### [GIVEN REQUEST]
Extract exactly and only the lines of the data below, starting at the line with "Mark every instance of the yellow" and stopping after the final line.

### [ENTRIES SUPPLIED]
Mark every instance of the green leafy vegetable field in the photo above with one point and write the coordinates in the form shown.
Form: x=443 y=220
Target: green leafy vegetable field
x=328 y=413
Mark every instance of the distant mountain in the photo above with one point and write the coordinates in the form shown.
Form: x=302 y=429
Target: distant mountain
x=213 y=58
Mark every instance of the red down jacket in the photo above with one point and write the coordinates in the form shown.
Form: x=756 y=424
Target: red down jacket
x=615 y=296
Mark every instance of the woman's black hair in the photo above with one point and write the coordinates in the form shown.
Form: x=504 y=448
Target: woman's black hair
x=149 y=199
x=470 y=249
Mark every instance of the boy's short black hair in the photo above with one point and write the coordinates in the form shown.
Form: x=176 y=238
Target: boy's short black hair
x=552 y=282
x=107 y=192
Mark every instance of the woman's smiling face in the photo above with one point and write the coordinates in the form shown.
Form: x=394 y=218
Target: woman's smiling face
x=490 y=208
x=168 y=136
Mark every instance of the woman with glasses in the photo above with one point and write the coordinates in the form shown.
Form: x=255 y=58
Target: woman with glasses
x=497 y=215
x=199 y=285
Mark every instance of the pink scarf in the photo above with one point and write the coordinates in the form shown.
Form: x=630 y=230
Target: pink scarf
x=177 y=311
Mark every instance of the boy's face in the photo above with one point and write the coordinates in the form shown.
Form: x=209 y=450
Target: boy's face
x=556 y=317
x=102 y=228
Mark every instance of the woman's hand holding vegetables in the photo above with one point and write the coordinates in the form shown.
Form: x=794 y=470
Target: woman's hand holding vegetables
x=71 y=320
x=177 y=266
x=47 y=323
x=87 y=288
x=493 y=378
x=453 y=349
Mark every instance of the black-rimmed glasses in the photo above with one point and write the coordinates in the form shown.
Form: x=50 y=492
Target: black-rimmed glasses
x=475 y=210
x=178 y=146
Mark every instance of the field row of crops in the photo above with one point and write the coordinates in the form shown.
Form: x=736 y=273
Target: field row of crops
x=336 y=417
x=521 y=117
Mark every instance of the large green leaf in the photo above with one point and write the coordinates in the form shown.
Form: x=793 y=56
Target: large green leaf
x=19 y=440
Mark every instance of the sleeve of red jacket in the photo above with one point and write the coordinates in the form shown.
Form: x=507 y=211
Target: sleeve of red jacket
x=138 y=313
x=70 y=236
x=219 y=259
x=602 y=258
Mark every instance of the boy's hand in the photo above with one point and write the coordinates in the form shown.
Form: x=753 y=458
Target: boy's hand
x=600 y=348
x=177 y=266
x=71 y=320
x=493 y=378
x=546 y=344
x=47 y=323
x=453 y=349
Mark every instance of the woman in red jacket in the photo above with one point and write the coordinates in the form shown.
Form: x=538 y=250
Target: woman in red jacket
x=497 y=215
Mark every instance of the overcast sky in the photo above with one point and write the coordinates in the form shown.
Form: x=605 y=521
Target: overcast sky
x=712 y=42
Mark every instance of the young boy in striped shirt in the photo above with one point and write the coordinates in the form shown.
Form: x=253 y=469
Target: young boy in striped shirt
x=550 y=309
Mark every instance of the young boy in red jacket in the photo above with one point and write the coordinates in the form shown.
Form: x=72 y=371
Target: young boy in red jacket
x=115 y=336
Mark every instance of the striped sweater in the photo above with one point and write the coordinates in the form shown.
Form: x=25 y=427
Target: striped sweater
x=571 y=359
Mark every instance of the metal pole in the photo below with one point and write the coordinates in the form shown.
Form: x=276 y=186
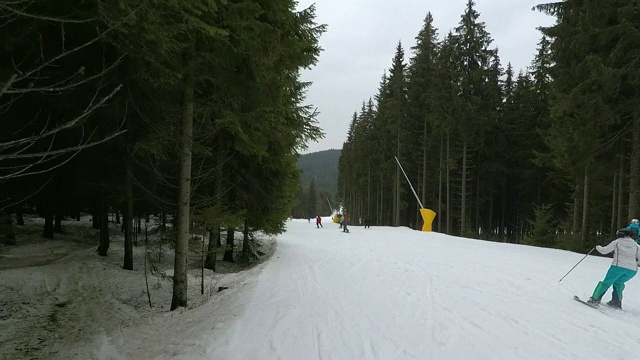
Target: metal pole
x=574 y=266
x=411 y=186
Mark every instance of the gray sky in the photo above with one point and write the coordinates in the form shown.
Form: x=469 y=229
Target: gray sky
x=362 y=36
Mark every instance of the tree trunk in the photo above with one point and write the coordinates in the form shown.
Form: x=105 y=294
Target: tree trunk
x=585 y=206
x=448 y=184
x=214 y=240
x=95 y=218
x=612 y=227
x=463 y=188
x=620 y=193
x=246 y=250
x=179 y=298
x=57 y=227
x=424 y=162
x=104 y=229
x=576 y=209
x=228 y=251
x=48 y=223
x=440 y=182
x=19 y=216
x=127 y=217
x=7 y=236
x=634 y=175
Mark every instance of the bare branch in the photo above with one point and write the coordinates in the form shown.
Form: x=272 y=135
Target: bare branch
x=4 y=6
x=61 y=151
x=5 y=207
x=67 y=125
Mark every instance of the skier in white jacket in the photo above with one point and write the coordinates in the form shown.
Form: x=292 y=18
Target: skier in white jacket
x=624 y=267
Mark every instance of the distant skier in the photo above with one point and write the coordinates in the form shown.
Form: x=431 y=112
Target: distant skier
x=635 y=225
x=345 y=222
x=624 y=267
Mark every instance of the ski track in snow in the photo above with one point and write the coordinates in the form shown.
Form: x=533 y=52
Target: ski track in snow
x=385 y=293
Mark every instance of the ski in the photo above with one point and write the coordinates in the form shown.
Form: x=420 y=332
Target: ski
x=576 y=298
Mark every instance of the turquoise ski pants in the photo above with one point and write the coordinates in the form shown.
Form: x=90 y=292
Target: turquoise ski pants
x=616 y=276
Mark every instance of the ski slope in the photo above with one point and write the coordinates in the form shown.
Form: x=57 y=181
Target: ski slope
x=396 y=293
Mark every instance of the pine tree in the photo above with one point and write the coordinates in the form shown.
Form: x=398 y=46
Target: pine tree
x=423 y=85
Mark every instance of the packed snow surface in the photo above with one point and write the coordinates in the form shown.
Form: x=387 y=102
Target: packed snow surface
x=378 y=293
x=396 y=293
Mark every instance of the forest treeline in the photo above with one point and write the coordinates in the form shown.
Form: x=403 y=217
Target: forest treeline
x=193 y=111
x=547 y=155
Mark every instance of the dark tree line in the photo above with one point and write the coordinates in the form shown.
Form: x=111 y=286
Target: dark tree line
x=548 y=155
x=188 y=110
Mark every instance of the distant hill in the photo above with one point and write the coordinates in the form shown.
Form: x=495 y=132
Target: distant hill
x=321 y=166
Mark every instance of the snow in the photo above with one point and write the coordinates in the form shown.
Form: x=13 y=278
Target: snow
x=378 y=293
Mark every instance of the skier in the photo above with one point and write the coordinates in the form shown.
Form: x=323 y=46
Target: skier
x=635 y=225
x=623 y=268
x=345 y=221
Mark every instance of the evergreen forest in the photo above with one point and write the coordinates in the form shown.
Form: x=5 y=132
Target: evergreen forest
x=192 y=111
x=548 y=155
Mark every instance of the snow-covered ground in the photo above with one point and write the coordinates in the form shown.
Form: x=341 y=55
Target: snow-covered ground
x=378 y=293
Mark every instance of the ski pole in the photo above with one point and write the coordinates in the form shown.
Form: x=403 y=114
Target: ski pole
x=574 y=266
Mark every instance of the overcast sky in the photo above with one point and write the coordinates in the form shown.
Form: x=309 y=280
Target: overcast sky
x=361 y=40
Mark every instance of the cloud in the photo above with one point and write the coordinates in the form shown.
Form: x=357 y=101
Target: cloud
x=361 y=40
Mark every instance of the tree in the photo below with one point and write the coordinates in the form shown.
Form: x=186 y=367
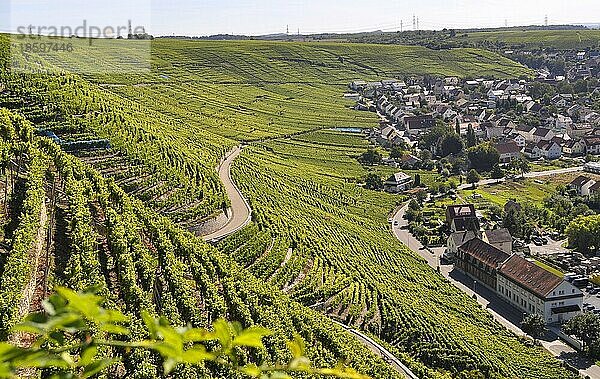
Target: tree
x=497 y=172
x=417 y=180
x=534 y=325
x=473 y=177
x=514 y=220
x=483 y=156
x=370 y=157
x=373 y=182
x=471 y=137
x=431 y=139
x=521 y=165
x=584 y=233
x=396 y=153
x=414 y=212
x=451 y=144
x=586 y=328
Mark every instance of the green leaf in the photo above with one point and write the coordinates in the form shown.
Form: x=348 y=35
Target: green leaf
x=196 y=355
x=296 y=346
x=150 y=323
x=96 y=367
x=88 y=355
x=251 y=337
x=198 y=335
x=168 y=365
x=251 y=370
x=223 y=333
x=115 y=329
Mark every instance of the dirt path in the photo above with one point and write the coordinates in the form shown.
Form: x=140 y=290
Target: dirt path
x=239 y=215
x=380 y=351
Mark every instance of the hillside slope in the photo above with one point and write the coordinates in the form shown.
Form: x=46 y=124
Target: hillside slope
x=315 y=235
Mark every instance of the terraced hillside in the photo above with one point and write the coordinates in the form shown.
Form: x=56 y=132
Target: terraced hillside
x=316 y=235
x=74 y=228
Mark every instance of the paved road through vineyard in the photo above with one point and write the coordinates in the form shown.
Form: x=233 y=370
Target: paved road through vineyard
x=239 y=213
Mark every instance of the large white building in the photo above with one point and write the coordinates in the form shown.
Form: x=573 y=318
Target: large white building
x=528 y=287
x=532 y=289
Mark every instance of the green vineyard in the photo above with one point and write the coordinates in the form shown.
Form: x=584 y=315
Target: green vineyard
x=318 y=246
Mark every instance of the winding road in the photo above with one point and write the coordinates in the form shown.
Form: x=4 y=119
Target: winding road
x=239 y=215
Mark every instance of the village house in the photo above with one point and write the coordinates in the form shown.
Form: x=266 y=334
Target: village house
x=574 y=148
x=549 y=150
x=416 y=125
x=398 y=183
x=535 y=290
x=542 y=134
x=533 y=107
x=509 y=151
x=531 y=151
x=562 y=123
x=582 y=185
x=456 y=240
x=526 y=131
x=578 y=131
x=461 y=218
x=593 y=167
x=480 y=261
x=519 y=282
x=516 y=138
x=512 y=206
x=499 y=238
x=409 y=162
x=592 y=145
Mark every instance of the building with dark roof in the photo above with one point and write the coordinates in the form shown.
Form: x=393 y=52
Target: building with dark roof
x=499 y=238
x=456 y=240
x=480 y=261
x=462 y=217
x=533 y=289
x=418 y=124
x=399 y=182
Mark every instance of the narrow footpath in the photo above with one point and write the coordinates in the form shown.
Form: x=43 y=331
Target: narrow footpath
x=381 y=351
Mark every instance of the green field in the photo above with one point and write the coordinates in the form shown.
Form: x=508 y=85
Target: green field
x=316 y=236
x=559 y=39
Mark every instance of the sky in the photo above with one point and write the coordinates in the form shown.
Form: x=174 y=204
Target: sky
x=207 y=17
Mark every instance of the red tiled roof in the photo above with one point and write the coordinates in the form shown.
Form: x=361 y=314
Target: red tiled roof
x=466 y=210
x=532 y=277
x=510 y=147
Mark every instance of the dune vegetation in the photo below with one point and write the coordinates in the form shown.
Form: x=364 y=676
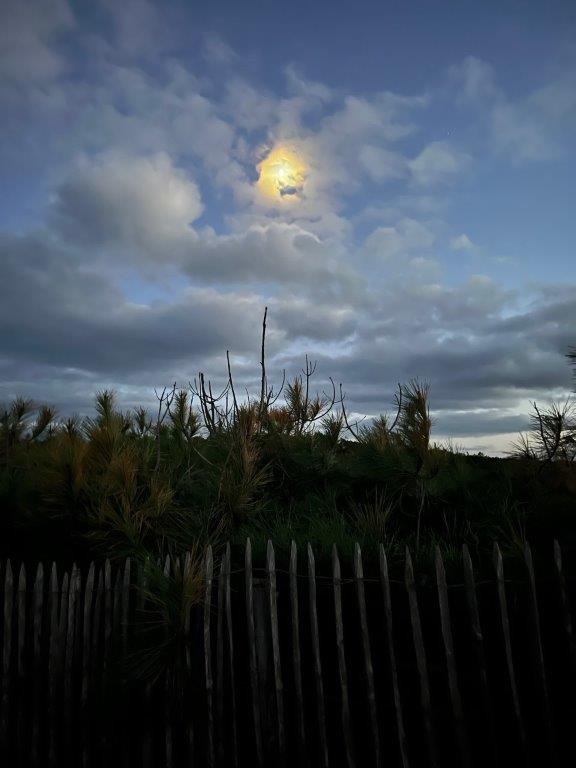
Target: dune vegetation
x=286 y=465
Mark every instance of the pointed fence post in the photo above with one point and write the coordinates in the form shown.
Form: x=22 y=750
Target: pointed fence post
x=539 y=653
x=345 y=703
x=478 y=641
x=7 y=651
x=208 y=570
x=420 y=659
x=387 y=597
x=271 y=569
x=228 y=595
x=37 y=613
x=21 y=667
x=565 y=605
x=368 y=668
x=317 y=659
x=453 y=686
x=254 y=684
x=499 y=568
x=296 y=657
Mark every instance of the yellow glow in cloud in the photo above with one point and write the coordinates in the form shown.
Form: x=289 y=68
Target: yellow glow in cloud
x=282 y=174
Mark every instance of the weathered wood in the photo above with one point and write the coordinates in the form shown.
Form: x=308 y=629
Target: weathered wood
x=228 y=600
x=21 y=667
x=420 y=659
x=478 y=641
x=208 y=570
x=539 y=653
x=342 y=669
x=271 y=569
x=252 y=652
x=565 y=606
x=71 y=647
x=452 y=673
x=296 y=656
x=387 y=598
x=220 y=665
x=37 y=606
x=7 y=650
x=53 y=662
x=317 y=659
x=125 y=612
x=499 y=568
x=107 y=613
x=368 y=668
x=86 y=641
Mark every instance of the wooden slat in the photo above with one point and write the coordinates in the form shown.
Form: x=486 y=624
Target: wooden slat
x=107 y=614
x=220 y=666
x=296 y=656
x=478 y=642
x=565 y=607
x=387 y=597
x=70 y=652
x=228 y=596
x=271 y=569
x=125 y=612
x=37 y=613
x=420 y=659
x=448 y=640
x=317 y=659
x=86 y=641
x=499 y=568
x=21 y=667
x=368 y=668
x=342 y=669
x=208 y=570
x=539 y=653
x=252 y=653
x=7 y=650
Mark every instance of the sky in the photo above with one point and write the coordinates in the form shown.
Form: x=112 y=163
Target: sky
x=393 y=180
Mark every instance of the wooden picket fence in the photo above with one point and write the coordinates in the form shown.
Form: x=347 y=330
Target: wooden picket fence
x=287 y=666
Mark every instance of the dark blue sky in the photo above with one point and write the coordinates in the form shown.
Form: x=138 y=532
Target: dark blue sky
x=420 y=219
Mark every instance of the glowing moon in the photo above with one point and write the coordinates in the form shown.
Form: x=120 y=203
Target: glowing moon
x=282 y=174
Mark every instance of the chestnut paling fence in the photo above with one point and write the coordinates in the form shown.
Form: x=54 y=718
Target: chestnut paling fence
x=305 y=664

### [WRITTEN SOLUTION]
Mark every instance of the yellow glow in cloud in the photo above with one point and write the coordinates in the form shown.
Form: x=289 y=68
Target: yellow glow in cloud
x=282 y=174
Mark every instance of the weathered wood in the photo above with one point and write the coordinates in the form shown.
Form: x=308 y=629
Target: weathered wood
x=228 y=600
x=21 y=667
x=420 y=659
x=478 y=641
x=208 y=570
x=539 y=653
x=342 y=669
x=271 y=569
x=252 y=652
x=565 y=606
x=71 y=647
x=452 y=673
x=296 y=656
x=387 y=598
x=220 y=665
x=37 y=606
x=7 y=650
x=53 y=662
x=317 y=659
x=125 y=612
x=499 y=568
x=107 y=613
x=368 y=668
x=86 y=641
Mark every instance of the wooden slat in the photo above with one point and write the coordinates in the form shown.
Form: x=486 y=624
Target: wooden slat
x=107 y=614
x=220 y=666
x=296 y=656
x=478 y=642
x=565 y=607
x=387 y=597
x=70 y=652
x=228 y=596
x=271 y=569
x=125 y=612
x=37 y=613
x=420 y=659
x=448 y=640
x=317 y=659
x=86 y=641
x=499 y=568
x=21 y=667
x=368 y=668
x=342 y=669
x=208 y=570
x=539 y=653
x=252 y=653
x=7 y=650
Mark every instance of the sky in the photo above with one point and write the coordinates in the form shown.
Form: x=112 y=163
Target: sky
x=393 y=180
Mark every instance of the wooden picket fence in the photo above with one point and write the coordinates in the form shown.
Form: x=347 y=330
Target: wooden picket fence
x=287 y=666
Mark every instance of the dark blue sky in the photo above with one point and write the coordinates in the form shown.
Form: x=138 y=532
Target: dark blue sky
x=420 y=219
Mark every instance of the glowing moon in the photo above with one point and write the coordinates in the form shown.
Form: x=120 y=203
Target: glowing moon
x=282 y=174
Mark every instance of the chestnut paling fence in the photo above with one point and write the coordinates in the form shown.
Form: x=54 y=718
Target: chestnut paling fence
x=305 y=664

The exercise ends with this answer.